The company’s financial performance reflects a decline in global smartphone shipments. According to research firm IDC, Samsung’s global smartphone market share declined from 32.3 per cent in April-June 2013 to 25.2 per cent in the same quarter in 2014, despite significant growth in the smartphone market. This is not surprising as the company has ceded its share in large markets such as China and India to home-grown players. Not only that, Samsung is also feeling the heat from incumbent companies like Microsoft (erstwhile Nokia Devices and Services) and BlackBerry, that are witnessing improved sales, and established players like Apple and Sony that are increasingly focusing on emerging markets, which offer significant growth opportunities.

But all is not over for Samsung. The company has a series of smartphones lined up for launch in 2014, through which it intends to regain its market share. Among them, the most anticipated is its flagship handset, Galaxy Note 4, on which many analysts have pinned their hopes for the company’s fortune revival. Samsung is also expected to launch smartphones with new design and materials, primarily metal rather than plastic, to change consumer perception about its smartphones.

The company is also looking at opportunities in the network equipment space, especially in 4G long term evolution, to drive growth. Whether these measures will revive its telecom business depends on the success of these models and how well its network equipment business pans out in major markets, especially China and India.

Slowdown in its Indian mobile business

After being in the driver’s seat in India for several years, the company seems to be losing steam. Not long ago, Samsung’s smartphones were the first choice of many potential buyers. In the Indian market, which was dominated by Nokia, Samsung increased its sales rapidly in the last decade. According to industry estimates, its market share stood at 31.5 per cent in 2012-13, bettering Nokia’s 27 per cent share.
__________
REQUIREMENTS:
- A) According to the passage on Samsung's smartphone business, why was the drop in Samsung's global market share not surprising?
- B) In the passage on Samsung's smartphone business, what was Samsung's market share in India in 2012-13, according to industry estimates?
- C) Continue the passage on Samsung's smartphone business from its last sentence.
__________
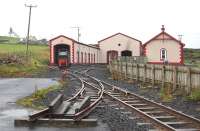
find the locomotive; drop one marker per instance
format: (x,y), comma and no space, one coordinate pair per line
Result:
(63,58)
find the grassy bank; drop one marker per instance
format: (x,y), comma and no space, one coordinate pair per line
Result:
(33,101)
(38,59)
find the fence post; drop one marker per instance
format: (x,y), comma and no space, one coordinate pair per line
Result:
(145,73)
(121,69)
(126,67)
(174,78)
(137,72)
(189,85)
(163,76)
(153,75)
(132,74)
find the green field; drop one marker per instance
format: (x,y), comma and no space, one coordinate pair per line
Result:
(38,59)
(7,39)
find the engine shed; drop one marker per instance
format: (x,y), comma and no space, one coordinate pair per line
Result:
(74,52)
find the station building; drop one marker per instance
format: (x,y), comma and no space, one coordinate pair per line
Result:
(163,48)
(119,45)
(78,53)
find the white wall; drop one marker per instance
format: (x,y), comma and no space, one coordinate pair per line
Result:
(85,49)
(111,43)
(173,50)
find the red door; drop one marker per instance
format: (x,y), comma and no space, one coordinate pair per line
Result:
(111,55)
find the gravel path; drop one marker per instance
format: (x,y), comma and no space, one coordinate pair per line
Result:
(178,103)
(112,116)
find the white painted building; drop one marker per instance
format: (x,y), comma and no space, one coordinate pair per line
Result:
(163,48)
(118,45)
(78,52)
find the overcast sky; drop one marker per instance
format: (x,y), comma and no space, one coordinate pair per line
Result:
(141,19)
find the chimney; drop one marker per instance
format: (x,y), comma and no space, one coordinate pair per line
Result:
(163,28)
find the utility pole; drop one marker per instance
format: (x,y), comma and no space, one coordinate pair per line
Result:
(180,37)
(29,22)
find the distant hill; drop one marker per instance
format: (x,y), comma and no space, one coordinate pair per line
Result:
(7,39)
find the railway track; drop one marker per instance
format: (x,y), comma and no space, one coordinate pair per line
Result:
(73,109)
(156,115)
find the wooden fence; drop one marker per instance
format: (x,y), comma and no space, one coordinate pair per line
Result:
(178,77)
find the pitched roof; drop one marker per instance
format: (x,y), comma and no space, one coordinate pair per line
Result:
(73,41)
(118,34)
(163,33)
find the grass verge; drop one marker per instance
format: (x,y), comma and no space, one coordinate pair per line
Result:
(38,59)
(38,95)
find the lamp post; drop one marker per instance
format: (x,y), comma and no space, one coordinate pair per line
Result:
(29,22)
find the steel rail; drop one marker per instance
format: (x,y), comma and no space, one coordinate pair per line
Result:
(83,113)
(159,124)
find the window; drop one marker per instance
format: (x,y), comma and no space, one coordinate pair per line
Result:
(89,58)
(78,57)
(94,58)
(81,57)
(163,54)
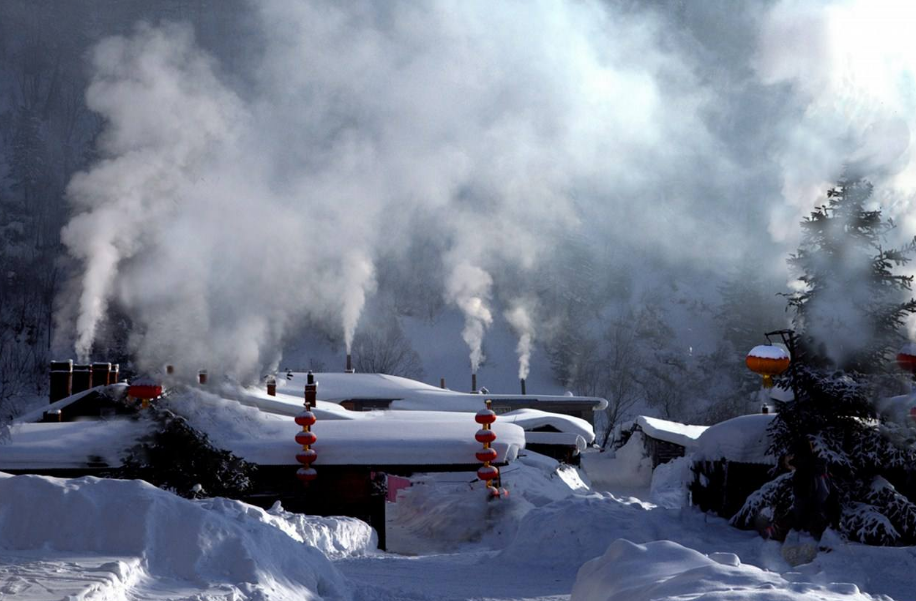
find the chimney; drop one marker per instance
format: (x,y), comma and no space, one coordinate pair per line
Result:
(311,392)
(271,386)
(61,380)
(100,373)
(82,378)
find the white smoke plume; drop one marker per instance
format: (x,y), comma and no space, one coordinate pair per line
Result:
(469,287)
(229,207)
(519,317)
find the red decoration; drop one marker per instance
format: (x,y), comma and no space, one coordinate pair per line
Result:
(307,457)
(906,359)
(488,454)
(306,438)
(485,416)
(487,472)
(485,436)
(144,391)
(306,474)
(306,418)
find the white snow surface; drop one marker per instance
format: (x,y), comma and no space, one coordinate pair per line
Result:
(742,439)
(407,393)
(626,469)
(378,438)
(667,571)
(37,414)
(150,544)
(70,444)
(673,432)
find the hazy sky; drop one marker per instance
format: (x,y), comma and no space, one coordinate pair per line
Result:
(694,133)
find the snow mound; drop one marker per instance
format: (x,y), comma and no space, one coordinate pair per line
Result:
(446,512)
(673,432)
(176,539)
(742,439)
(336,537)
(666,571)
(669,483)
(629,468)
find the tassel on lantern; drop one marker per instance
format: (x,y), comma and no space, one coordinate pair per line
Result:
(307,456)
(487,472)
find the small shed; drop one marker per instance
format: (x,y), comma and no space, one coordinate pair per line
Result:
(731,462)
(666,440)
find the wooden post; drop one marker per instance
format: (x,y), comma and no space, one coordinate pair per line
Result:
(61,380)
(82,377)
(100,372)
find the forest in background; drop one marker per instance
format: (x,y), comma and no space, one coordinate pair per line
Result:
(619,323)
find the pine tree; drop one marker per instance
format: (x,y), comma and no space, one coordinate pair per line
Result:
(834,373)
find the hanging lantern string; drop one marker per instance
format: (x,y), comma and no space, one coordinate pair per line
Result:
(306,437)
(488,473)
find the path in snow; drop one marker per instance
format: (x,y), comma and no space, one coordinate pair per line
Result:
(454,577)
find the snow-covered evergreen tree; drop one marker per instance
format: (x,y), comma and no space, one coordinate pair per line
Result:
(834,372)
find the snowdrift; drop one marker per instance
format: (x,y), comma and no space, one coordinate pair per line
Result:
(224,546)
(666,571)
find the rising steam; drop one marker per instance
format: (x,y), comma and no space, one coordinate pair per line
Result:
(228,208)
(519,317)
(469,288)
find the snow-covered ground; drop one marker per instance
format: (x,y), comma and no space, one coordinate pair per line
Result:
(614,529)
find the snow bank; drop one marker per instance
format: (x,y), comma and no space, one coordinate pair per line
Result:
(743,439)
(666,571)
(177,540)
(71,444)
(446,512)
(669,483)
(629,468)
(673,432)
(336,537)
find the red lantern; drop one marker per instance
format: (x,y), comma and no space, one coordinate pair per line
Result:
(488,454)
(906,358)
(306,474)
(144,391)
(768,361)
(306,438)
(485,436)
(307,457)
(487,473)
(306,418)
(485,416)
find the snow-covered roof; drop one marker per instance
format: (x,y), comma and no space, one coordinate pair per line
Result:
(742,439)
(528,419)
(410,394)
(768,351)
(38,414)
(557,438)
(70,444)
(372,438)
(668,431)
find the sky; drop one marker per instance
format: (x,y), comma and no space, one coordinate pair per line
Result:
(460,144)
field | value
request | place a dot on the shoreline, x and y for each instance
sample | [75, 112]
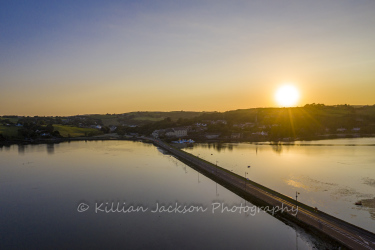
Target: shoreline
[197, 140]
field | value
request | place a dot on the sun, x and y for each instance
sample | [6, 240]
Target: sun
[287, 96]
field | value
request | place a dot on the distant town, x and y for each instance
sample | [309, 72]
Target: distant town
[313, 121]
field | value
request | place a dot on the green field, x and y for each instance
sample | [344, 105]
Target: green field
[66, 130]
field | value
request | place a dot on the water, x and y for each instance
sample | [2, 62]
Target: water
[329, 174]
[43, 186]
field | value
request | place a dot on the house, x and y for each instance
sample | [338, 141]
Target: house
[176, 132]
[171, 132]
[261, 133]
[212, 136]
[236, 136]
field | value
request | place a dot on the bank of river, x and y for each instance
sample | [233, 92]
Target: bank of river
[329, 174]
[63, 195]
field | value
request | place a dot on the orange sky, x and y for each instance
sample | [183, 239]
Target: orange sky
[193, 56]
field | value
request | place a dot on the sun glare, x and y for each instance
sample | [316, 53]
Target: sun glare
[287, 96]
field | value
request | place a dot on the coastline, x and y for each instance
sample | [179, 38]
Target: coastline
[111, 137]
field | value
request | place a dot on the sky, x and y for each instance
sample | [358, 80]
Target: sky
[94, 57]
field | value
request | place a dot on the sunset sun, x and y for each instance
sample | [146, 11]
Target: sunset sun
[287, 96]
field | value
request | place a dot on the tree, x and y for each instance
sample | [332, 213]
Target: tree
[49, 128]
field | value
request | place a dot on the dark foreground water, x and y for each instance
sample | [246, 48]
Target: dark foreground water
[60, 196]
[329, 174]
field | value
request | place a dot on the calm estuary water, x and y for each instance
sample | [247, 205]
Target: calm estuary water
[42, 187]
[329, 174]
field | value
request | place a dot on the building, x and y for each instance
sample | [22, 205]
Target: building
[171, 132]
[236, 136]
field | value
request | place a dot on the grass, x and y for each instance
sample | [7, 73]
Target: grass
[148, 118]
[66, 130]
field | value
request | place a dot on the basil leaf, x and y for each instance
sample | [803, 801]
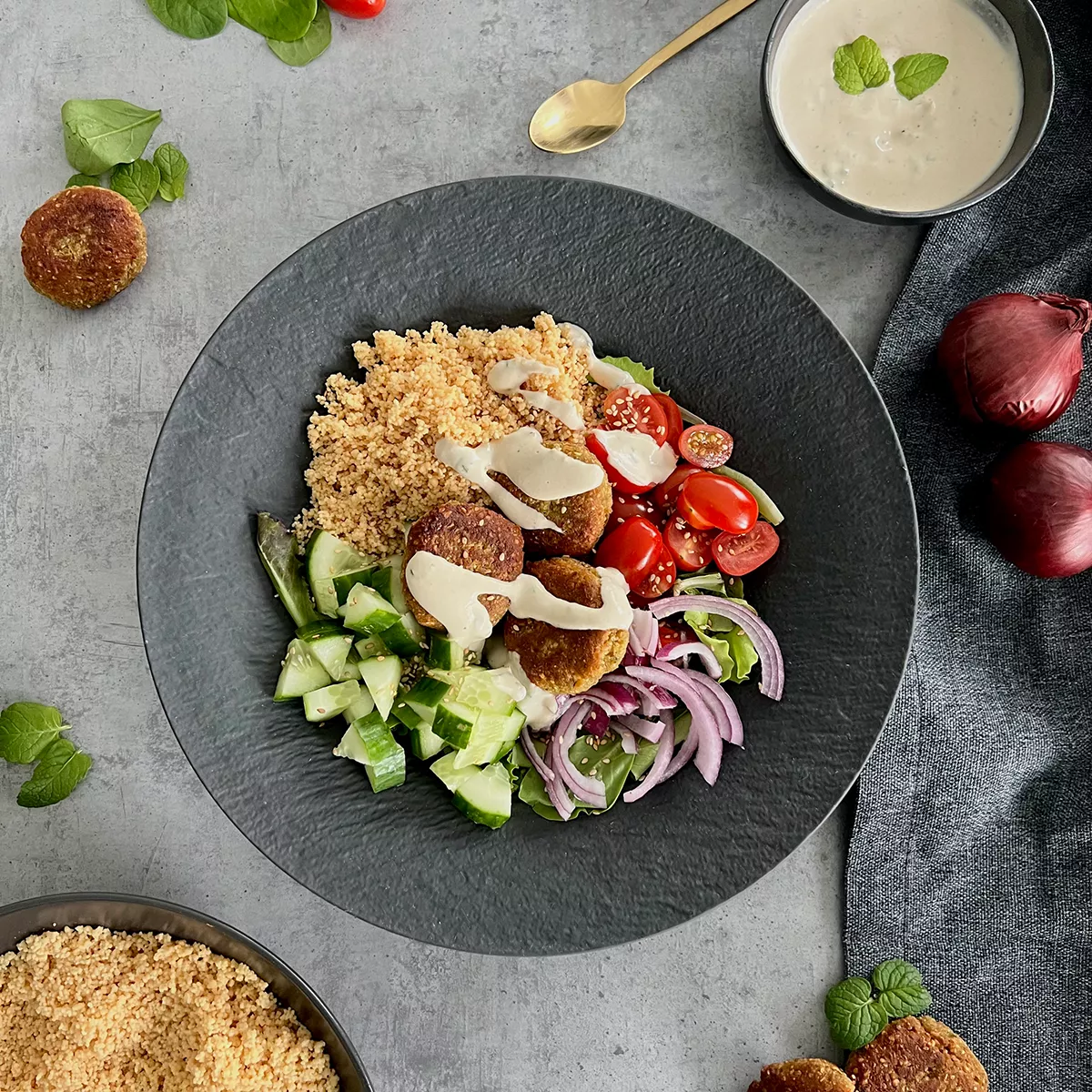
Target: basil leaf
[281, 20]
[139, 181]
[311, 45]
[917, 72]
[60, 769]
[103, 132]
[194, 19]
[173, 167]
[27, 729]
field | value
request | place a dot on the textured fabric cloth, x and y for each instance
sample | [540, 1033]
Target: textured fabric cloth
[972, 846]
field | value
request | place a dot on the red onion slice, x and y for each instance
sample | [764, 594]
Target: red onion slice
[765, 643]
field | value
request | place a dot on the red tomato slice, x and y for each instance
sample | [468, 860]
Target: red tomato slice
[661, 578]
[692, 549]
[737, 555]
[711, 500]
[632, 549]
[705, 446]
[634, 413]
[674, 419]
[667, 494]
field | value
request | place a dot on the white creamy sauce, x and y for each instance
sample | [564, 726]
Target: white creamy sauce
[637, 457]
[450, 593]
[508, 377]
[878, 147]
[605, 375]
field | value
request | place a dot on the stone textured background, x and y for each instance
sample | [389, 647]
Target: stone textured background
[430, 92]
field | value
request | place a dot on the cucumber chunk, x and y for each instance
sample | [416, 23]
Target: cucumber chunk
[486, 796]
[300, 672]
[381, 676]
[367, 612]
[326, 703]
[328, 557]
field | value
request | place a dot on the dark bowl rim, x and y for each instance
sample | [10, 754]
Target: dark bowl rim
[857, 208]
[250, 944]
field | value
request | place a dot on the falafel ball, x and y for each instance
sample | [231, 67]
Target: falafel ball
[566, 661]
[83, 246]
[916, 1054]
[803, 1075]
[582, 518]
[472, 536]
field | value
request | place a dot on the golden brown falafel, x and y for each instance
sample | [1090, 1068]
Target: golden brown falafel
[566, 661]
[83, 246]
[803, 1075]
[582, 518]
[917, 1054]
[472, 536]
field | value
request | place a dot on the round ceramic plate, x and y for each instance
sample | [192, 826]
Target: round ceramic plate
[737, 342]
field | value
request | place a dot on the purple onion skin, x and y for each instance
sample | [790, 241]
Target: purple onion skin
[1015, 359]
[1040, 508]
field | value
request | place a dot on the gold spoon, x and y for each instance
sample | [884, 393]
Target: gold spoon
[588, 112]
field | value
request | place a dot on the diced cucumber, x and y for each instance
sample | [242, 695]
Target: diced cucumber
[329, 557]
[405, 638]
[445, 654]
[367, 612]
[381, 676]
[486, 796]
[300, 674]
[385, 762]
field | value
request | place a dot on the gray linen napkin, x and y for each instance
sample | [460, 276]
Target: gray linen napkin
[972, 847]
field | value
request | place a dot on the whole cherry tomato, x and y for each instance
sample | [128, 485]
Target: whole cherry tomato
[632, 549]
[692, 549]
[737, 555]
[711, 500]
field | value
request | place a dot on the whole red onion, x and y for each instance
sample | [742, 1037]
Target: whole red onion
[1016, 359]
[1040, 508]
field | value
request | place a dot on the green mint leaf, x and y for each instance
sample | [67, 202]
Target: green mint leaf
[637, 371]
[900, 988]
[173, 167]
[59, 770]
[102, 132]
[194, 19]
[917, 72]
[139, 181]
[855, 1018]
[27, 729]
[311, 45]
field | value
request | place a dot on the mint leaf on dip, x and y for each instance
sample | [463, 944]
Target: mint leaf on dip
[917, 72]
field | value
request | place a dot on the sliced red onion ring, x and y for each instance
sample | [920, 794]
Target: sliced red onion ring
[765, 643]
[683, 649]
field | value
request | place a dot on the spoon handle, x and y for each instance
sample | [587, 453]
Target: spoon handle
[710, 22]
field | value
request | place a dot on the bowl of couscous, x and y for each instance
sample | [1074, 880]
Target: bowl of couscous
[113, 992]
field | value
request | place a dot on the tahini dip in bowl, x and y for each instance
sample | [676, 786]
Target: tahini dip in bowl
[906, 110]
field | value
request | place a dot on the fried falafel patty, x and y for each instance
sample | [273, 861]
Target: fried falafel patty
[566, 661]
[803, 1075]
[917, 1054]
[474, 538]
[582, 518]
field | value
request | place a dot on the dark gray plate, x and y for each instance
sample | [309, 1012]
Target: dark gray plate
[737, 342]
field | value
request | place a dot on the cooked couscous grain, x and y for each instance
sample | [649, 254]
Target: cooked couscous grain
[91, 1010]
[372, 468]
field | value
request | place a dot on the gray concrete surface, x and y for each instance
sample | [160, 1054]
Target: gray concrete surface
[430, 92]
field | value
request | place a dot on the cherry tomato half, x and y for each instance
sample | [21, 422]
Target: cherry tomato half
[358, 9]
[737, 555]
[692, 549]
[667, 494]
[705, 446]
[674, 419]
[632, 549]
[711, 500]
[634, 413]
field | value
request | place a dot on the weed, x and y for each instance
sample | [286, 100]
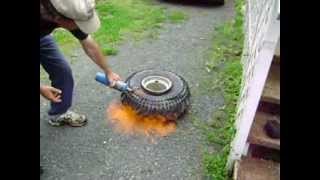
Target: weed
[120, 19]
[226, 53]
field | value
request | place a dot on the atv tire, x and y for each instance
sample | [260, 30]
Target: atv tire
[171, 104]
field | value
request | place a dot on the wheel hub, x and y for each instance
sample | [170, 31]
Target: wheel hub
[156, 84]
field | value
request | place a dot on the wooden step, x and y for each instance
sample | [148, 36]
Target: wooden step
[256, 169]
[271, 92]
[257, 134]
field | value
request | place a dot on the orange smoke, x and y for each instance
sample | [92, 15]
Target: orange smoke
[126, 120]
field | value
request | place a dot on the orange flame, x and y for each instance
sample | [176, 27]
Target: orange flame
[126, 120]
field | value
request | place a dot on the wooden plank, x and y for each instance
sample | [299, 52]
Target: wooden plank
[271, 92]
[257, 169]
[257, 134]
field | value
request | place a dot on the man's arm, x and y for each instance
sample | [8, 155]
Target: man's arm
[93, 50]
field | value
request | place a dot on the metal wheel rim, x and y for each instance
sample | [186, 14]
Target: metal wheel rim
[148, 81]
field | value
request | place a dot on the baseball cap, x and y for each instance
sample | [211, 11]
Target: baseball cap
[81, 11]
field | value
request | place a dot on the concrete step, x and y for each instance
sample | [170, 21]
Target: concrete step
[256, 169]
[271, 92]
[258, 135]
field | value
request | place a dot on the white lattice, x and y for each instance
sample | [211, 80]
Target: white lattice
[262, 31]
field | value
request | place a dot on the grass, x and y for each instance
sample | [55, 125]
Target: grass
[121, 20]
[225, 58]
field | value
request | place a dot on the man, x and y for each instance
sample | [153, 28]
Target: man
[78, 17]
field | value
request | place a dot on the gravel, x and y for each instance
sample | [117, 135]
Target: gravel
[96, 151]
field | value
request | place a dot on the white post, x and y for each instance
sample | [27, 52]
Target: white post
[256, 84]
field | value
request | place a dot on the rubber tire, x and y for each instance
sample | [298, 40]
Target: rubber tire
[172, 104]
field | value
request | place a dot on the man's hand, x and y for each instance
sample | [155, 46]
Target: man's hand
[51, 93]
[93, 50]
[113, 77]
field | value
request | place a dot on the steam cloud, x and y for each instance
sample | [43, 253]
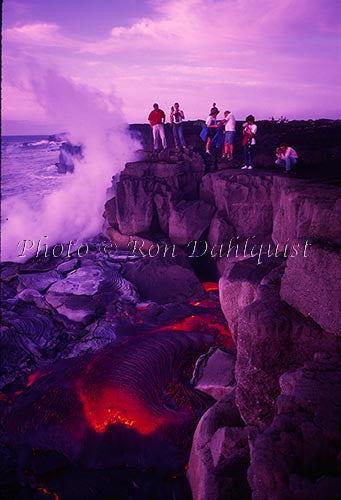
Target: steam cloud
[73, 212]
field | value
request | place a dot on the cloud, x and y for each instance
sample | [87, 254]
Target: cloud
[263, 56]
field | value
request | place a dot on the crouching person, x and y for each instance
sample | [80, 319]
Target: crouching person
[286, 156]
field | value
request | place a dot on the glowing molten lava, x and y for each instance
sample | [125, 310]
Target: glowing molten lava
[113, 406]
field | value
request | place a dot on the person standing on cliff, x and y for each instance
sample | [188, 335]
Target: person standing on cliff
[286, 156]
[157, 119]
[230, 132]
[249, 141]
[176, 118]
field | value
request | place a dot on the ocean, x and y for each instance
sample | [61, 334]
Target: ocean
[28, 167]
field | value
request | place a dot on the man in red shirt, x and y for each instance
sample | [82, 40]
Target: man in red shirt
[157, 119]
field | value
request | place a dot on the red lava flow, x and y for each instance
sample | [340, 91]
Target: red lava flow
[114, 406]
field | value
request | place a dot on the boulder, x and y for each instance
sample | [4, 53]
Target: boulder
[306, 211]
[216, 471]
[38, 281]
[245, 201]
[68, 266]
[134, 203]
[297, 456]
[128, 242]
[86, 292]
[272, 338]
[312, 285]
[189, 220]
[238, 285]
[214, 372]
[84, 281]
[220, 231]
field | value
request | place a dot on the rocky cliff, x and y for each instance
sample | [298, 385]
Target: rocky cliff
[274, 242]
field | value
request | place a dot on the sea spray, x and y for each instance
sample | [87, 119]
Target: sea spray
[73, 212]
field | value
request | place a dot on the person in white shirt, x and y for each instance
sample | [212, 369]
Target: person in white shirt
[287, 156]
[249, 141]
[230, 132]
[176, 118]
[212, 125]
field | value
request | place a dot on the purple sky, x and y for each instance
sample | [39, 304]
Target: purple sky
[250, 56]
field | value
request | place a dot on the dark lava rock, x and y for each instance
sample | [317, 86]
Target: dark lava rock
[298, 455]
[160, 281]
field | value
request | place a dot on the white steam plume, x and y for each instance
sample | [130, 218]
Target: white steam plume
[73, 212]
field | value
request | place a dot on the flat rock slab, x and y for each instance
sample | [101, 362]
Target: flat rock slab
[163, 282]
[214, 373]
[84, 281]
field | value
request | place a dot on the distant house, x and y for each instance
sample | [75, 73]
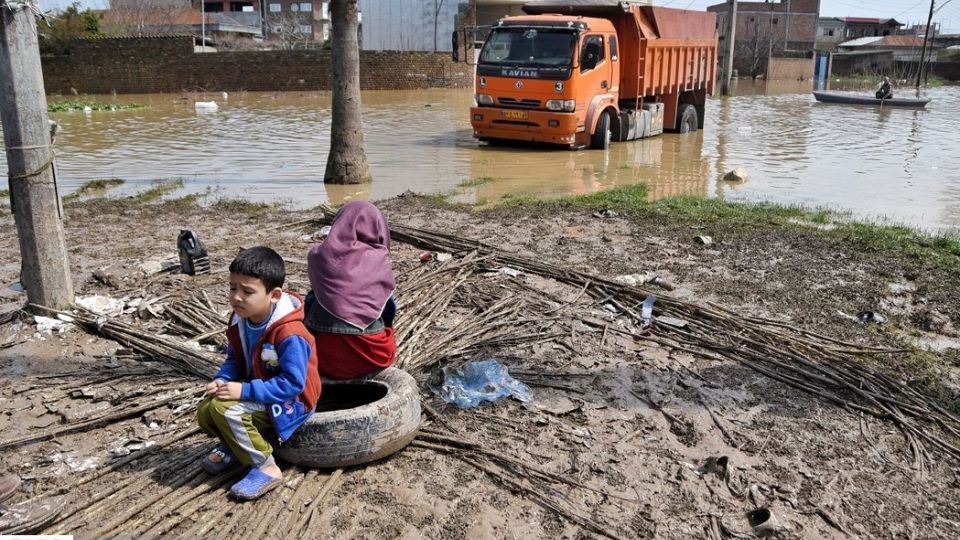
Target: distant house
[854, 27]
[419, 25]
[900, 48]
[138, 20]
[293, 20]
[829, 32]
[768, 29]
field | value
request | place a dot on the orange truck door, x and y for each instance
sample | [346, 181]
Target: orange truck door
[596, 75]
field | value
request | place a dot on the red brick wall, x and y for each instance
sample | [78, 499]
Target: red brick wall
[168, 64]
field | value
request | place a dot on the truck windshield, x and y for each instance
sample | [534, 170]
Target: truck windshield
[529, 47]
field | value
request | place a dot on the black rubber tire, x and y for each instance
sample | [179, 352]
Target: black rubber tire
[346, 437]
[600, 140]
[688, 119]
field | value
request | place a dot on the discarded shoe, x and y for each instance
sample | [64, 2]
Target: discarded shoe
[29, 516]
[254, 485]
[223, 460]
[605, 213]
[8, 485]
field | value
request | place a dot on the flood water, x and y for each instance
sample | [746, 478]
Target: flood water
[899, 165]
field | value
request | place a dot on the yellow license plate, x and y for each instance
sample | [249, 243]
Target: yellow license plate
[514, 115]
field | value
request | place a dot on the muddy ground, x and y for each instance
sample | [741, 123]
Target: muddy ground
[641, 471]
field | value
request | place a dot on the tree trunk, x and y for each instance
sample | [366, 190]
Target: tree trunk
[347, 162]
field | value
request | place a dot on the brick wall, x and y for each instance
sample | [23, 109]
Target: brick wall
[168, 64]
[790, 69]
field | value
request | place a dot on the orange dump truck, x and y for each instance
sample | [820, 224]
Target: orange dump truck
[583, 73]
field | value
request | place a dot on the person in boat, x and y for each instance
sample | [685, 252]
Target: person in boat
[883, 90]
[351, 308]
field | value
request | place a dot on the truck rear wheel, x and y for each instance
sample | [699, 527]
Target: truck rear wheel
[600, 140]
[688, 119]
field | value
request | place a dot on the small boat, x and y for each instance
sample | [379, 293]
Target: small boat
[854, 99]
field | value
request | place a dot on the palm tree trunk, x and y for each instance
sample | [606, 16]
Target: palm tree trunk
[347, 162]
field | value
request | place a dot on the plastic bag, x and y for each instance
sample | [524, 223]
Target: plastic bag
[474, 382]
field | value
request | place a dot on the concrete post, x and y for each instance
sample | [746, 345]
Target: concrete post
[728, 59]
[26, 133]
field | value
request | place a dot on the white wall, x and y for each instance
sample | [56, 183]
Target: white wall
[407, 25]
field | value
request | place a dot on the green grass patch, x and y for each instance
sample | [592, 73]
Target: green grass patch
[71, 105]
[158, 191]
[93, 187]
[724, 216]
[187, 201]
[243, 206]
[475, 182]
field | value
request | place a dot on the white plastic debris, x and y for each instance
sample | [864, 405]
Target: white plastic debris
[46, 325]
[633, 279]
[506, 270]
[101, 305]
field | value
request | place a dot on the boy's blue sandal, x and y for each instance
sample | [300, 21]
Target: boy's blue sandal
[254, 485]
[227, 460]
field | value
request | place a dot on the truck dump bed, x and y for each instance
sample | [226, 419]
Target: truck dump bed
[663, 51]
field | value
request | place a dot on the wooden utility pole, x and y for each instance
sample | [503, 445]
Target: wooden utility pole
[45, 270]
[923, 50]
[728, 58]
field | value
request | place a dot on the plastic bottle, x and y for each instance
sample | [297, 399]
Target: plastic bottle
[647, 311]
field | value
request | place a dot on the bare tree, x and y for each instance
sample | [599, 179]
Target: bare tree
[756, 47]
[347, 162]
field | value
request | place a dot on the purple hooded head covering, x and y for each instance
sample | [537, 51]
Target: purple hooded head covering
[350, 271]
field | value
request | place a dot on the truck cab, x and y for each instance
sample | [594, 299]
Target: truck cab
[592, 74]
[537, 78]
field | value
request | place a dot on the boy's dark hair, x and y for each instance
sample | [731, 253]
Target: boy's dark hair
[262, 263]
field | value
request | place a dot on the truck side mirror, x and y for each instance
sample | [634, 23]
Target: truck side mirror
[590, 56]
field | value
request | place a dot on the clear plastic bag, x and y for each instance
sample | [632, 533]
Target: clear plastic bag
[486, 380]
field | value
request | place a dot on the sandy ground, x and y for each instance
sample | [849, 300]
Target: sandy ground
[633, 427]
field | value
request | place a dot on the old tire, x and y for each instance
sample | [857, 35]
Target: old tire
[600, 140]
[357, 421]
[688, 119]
__________
THE ANSWERS:
- A) It was not surprising because Samsung had ceded its share in large markets such as China and India to home-grown players.

- B) 31.5 per cent.

- C)
Several factors led to the improvement in Samsung’s market share. Rising adoption of smartphones, rapid product launches across customer segments, effective advertising and marketing campaigns, and a well-built distribution network enabled Samsung to establish itself as a strong player in the market. The company also benefited from Nokia’s decline in India. While Nokia was a leader in the mobile phone market a decade ago, owing to its large portfolio of feature phones and customer loyalty, it failed to realise the potential of smartphones, which subsequently became the primary driver for growth in this market. Samsung, on the other hand, capitalised on this situation through its aggressive product launch strategy in the smartphone segment. This was a smart move, given that Indian consumers are price-conscious and prefer a wide variety of options. Samsung launched smartphones for every customer category at various price points, which allowed it to gain considerable market share. The primary factors that supported this strategy were the company’s expertise across the value chain in the handset manufacturing business and the low time-to-market for new products. Samsung also benefited from its decision to adopt the Android operating system for its smartphones rather than its in-house developed Tizen, as the former had gained popularity among both users and developers. An aggressive marketing push for its flagship smartphone series, Galaxy, was another valuable move, as the product witnessing significant traction.

While Samsung was expanding its smartphone portfolio, several local players were trying to establish their products as low-cost alternatives. Rather than setting up a manufacturing facility in India, these players decided to assemble mobile handsets, especially in the low- and medium-end smartphone categories, imported from Chinese manufacturers. Consequently, these companies were able to lower their costs and offer similar products, though with cheaper materials, at more modest prices. Given the price-sensitive nature of Indian consumers, these low-priced handsets started gaining acceptance in mass numbers, pushing up local players’ sales numbers and revenues.

Meanwhile, Samsung continued to launch new smartphones in the market. But with little or no differentiation, its smartphones did not offer any incremental value relative to the products launched by the local players. With the commoditisation of smartphones in the Indian market, the only difference between the products of Samsung and local players was their price. Consequently, demand growth for Samsung’s phones started subsiding.

Not only that, Samsung was increasingly facing competition from other foreign manufacturers, especially in the high-end smartphone market. Apple decided to sell earlier versions of its iPhone at lower prices and Sony too focused on the high-end smartphone market, where it was witnessing considerable demand. Both companies saw their market share grow to double-digit figures.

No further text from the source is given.